Problem to solve: According to the text on lead isotope analysis, why do 12 samples have no pXRF results?

Extract:
The use of lead isotope analysis allows researchers to discover from which ore sources the copper in an artifact has been derived [54, 55]. This helps to reconstruct certain trade and exchange networks, thus indicating socio-economic linkages. In this study, 42 samples were taken from 40 different specimens. Samples with compositional results were prioritized for isotopic analysis. However, 12 samples lack pXRF results due to the level of surface corrosion.

The lead isotope ratios measured on the Resuloğlu metals were then compared with the extensive database of ores compiled from the literature [e.g., 5662]. The data was then correlated with samples from the Delice Valley Survey (hereafter DVS) project conducted in the region between 2016–2018 by a team of archaeologists, geologists, and geomorphologists (Fig 7). The DVS focused specifically on ore sampling at the eastern zone of the Delive River for two reasons: 1) the proximity of these sources to Resuloğlu, and 2) to complement the isotopic data already available for the northern Anatolian ore deposits [56]. Seeliger et al.’s [56] research focusing on the north Anatolian ores together with excavations at Derekutuğun cover the western part of the river where the Derekutuğun copper deposits are located [62].

Fig 7. Map showing the research area of the Delice Valley Survey (image courtesy of Bülent Arıkan).

Yalçın and İpek [62] have argued Derekutuğun as the ultimate copper source for the 3rd millennium BC settlements in north-central Anatolia and beyond. Their technological deterministic approach is based on the fact that early societies were using Derekutuğun due to its massive capacity, easy availability, and closeness to ancient settlements. While there is no doubt about the rich reserves of Derekutuğun, their argument does not discuss cultural choices and priorities, thus is inadequate to explain the socio-economic systems of past societies. Consequently, the DVS prioritized the understudied small sources around the region to expand the data and to test the hypothesis of whether Derekutuğun has been the source of copper to all Resuloğlu copper-based metals. Accordingly, five native copper and malachite samples from Killik Tepe, Öksen Deresi, Bakırçay, and Üçoluk Deresi at the Karaevliya village were sampled to expand the available lead isotope dataset (S2 and S3 Figs).

Raw data:

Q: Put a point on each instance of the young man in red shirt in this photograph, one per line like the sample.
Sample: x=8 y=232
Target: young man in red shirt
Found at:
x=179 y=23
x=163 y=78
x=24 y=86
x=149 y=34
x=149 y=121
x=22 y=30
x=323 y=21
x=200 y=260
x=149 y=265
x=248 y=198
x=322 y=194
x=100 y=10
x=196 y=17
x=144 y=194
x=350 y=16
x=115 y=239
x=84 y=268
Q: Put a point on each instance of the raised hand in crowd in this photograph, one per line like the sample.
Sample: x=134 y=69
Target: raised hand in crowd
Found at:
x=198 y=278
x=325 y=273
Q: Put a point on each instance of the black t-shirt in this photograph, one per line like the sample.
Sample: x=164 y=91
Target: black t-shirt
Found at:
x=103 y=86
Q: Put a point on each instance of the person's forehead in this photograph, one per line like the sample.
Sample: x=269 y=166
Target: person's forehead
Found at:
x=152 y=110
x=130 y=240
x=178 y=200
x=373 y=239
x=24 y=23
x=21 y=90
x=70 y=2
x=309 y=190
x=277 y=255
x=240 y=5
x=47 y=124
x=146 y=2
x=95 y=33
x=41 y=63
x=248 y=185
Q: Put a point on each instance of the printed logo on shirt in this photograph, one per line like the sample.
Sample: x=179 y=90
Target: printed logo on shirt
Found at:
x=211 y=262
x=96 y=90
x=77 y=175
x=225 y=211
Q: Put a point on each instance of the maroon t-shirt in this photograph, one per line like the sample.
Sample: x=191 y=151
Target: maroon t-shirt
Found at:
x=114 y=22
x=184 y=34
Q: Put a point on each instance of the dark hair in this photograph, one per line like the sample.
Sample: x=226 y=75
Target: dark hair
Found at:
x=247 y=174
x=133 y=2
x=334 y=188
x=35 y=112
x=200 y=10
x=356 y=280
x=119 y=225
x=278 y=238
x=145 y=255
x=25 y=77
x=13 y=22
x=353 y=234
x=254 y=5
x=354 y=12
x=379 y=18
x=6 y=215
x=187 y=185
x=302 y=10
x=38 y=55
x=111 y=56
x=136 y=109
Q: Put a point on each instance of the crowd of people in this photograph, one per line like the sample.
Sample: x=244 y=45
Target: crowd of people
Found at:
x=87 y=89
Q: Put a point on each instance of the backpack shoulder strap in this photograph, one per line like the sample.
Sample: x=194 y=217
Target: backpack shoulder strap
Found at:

Worked answer: The level of surface corrosion prevented pXRF results for them.